* Brief
Write out the listing below again, precisely as it is given.

Point labeling dataset excerpts:
+---+

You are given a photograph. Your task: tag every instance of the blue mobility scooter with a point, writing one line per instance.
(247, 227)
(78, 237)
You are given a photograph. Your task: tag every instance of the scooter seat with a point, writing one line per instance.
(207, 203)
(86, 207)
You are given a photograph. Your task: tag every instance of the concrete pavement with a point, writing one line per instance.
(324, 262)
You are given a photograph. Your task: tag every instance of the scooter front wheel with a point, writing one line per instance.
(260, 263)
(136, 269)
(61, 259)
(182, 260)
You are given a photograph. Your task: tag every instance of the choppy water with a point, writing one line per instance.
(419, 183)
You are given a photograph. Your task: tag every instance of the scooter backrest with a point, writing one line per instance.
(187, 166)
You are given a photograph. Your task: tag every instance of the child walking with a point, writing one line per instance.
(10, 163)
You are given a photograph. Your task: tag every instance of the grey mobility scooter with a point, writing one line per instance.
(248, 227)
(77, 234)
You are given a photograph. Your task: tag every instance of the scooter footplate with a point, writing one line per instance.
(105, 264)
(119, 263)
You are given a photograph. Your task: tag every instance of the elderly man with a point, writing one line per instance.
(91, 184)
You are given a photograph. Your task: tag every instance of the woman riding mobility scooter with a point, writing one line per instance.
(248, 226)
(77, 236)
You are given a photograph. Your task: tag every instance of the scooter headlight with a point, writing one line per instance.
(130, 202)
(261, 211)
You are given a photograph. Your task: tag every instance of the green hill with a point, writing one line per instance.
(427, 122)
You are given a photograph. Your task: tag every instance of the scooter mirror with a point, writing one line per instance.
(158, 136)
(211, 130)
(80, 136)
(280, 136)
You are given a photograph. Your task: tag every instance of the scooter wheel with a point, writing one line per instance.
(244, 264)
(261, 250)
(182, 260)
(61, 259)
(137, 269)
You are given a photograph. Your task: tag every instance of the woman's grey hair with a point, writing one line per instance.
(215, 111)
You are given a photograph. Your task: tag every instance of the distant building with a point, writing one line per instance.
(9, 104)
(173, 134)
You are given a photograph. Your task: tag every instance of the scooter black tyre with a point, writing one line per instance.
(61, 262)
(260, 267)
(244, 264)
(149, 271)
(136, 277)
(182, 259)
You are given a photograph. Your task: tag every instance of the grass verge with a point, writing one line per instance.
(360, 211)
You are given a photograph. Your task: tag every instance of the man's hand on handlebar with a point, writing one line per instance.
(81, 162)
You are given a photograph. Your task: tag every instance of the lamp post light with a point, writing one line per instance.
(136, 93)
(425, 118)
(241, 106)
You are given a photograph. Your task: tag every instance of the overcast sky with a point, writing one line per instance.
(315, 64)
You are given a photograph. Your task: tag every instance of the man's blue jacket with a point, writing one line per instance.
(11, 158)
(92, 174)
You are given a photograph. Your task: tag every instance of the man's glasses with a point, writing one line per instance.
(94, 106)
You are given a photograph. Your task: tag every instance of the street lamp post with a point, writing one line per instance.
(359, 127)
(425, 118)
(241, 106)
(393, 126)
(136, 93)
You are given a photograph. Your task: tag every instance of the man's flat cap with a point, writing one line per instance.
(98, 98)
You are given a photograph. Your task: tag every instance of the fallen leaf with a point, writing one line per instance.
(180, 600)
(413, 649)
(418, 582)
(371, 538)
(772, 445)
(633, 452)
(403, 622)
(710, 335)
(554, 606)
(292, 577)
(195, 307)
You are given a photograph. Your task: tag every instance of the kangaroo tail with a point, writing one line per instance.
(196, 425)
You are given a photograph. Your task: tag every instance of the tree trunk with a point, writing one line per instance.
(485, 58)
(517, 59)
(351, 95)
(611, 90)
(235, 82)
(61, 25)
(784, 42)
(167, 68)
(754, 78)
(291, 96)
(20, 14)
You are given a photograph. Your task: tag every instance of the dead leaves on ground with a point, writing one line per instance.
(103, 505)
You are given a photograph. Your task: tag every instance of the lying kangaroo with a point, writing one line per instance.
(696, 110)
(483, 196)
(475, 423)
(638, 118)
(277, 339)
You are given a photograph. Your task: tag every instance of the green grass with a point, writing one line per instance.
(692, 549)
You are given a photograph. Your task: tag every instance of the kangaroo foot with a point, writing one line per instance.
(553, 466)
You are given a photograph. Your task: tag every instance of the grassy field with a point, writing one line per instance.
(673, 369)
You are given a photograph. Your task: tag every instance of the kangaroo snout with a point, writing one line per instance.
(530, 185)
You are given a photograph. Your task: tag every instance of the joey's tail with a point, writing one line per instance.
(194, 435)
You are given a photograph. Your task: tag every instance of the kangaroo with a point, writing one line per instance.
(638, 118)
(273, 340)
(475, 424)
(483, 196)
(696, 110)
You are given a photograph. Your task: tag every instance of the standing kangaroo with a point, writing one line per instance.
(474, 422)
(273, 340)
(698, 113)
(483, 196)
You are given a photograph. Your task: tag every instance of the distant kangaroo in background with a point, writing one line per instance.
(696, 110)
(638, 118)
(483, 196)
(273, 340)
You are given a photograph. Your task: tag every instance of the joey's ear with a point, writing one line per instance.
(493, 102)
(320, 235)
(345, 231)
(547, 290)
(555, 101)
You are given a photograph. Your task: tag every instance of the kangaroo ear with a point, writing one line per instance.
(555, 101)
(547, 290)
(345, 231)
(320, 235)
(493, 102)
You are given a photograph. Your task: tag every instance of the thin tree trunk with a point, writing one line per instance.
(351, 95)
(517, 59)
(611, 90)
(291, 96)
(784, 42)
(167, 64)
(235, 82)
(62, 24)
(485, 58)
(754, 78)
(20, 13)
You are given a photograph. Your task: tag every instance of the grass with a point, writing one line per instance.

+---+

* Final result
You are given a photograph. Your task: tag every instance of the blue mobility scooter with a point, writing one line per instance.
(247, 227)
(78, 237)
You are given a photograph. Your task: tag every instance of the scooter seat with a point, writing one line per instance.
(207, 203)
(86, 207)
You are given a photograph. Your task: tag every instance of the concrete pavement with a point, writing one line per instance.
(324, 262)
You are given a photograph. Your task: tag every instance of the scooter front wheel with a point, writing one line per instance.
(260, 263)
(136, 269)
(61, 259)
(182, 260)
You are given a photograph. Your task: tag every instance of the choppy water with a point, writing one line per instance.
(419, 183)
You are given a photograph. Your task: tag every instance of the scooter backrest with a point, writing one line per instance.
(187, 166)
You are given a photograph. Your task: tag every instance of the child walking with a point, writing one line per instance.
(10, 163)
You are given a photograph. Your task: tag every instance of the grey mobility scooter with a point, writing one line per instance.
(248, 227)
(77, 234)
You are given a photograph. Your task: tag every instance of the scooter footplate with a point, writing one line per instance.
(105, 264)
(119, 263)
You are given a photograph. Your task: tag every instance of the elderly man with a point, writing one line per instance.
(91, 184)
You are given a photograph. Your task: tag every instance of the woman riding mobility scooter with a point, writing one line per instance.
(248, 226)
(77, 236)
You are given a photograph. Your task: tag every instance of the scooter headlight with a point, writing one line per instance.
(130, 202)
(261, 211)
You are given a photograph. Your task: tag every instance of the green hill with a point, writing one line per instance.
(427, 122)
You are given a photograph. Your task: tag every instance of the scooter mirror with a point, writing one line per instance.
(158, 136)
(211, 130)
(80, 136)
(280, 136)
You are given a photograph. Your task: tag every instance of the scooter wheel with a point, writing one line per instance.
(244, 264)
(261, 250)
(182, 260)
(61, 259)
(137, 269)
You are given a photograph. Your task: tag every instance of the woman's grey hair with a point, writing one line per instance.
(215, 111)
You are given a photograph. Your task: tag every instance of the distant building with a point, writing one line per instance.
(9, 104)
(173, 134)
You are given a photograph. Your task: tag every instance of the scooter black tyre with a point, writing one line per instance.
(61, 262)
(260, 267)
(244, 264)
(149, 271)
(136, 277)
(182, 259)
You are given a photograph. Your task: tag every instance of the grass verge with a point, writing one line per instance.
(360, 211)
You are given a photograph. Your task: tag every instance of the man's hand on handlebar with a point, writing one line per instance.
(81, 162)
You are given a photograph. Your task: tag every instance of the lamp post light with a point, writing one line per instance.
(136, 93)
(425, 118)
(241, 106)
You are given a photograph. Your task: tag every instance of the overcast sky with a point, writing one line per instance.
(315, 64)
You are given a photograph. Your task: tag every instance of the man's blue jacket with a point, writing one line per instance.
(11, 158)
(92, 174)
You are given a photograph. Your task: tag every instance of the man's glasses with a point, writing one line per instance.
(94, 106)
You are given a photograph. Your task: tag every instance of the street lamp post with a point, writing one line per instance.
(359, 127)
(425, 118)
(241, 106)
(393, 126)
(136, 93)
You are given a photograph. Your task: tag every instance of the man's flat cap with a point, writing one line per instance.
(98, 98)
You are given a photograph. Your task: tag every instance of the fallen leaf with a point, writing one line per instance.
(180, 600)
(413, 649)
(418, 582)
(371, 538)
(772, 445)
(633, 452)
(403, 622)
(710, 335)
(554, 606)
(292, 577)
(195, 307)
You are given a photograph. Your task: tag every instance of the kangaroo tail with a point, writing one line per instance.
(196, 425)
You are given a photograph. Your task: tag every instance of the tree trunk with a point, writing one line per instance.
(485, 58)
(517, 59)
(351, 95)
(611, 90)
(235, 82)
(61, 25)
(784, 42)
(167, 68)
(754, 78)
(291, 96)
(20, 14)
You are given a photograph. Your task: tag every instance of the dead leaves on ground with a point, writing one line per instance.
(103, 505)
You are given a photograph. Your task: tag every instance of the lying kangaroo with a point, writing one line per instance.
(696, 110)
(483, 196)
(475, 423)
(638, 118)
(277, 339)
You are given a photograph. Your task: tag every instance of the green grass with a point, writing one line per instance.
(692, 549)
You are given a photograph. Your task: tag every instance of the kangaroo foot with a point, writing one line per instance.
(553, 466)
You are given a photograph. Your task: tag every instance of the grassy field with a point, writing one line per instance.
(673, 369)
You are given a photograph. Your task: tag every instance of the kangaroo snout with a point, writing one line per instance.
(530, 185)
You are given a photograph. Your task: tag every instance of the joey's tail with a point, writing one line per instance.
(194, 435)
You are given a photograph. Your task: tag every instance of the kangaroo with a point, writing one line per instance.
(638, 118)
(273, 340)
(475, 424)
(483, 196)
(696, 110)
You are given a photograph. Your task: tag every instance of the standing kangaroo with a point, writing one line per instance.
(474, 422)
(273, 340)
(698, 113)
(483, 196)
You are given a photograph. Your task: tag every instance of the distant kangaroo in background with a point, writing one line per instance.
(696, 110)
(638, 118)
(483, 196)
(273, 340)
You are given a photograph. Your task: tag every instance of the joey's ear with a point, writing one line per instance.
(493, 102)
(320, 235)
(345, 231)
(547, 290)
(555, 101)
You are given a photograph. Your task: tag every instance of the kangaroo ear with a point, writing one line per instance.
(555, 101)
(547, 290)
(345, 231)
(320, 235)
(493, 102)
You are given a photograph. Your task: tag every instance of the thin tree trunk with a point, writing one line per instance.
(351, 95)
(517, 59)
(611, 90)
(291, 96)
(784, 42)
(167, 64)
(235, 82)
(62, 24)
(485, 58)
(754, 78)
(20, 13)
You are given a photograph. Your task: tag every instance of the grass with a point, writing one line per instance.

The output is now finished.